> [EXERCISE] Recast the records as a Markdown table with columns Num and Content, one numbered row per line, skipping blank lines and leaving out the picture. Begin at the first line of the records and stop after the line that contains "top-left (1, 29), bottom-right (42, 99)".

Image annotation records
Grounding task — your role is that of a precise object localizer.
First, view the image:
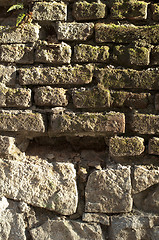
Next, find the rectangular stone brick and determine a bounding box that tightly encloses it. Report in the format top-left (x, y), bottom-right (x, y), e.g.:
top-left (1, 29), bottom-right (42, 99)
top-left (74, 44), bottom-right (109, 62)
top-left (35, 42), bottom-right (71, 64)
top-left (95, 67), bottom-right (159, 90)
top-left (85, 166), bottom-right (133, 213)
top-left (19, 64), bottom-right (94, 85)
top-left (57, 22), bottom-right (94, 41)
top-left (109, 137), bottom-right (145, 157)
top-left (113, 45), bottom-right (150, 67)
top-left (0, 24), bottom-right (40, 43)
top-left (49, 108), bottom-right (125, 136)
top-left (0, 44), bottom-right (34, 64)
top-left (34, 86), bottom-right (68, 107)
top-left (72, 85), bottom-right (110, 108)
top-left (0, 110), bottom-right (45, 134)
top-left (32, 2), bottom-right (67, 21)
top-left (73, 1), bottom-right (107, 20)
top-left (95, 23), bottom-right (159, 44)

> [CORRECT OUTPUT]
| Num | Content |
|---|---|
| 1 | Grounding task — your role is that of a precise object localizer. |
| 2 | First, view the image: |
| 3 | Next, find the rectangular stone brick and determine a bounding box that tightly encloses it. Report in the format top-left (x, y), bottom-right (x, y), e.g.: |
| 4 | top-left (1, 29), bottom-right (42, 99) |